## [Aim]
Format every line of the entries below as a Markdown table with the columns Row and Line, numbering the rows and skipping blank lines. Leave the pictures out of the table.

:::

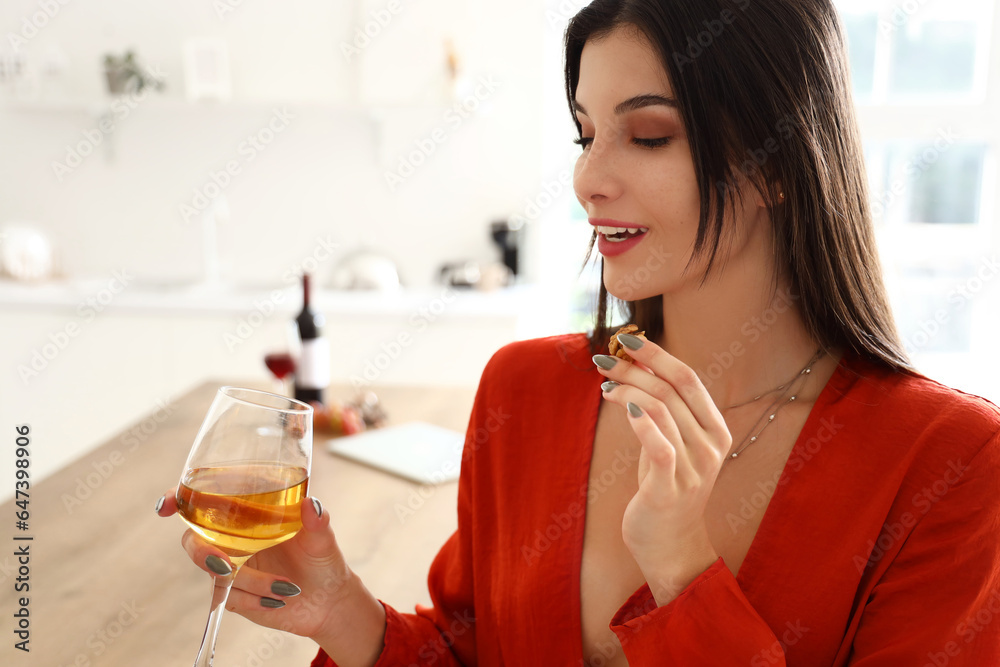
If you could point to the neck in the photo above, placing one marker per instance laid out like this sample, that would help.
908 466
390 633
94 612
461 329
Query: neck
740 339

:::

## [Full answer]
| Row | Line |
|---|---|
| 1 | If you could point to the neck in the photo above, placing one marker per instance laid out like this sample, that would help. |
| 2 | 908 466 |
| 3 | 390 633 |
| 4 | 94 612 |
| 5 | 461 329 |
| 6 | Query: neck |
| 7 | 740 339 |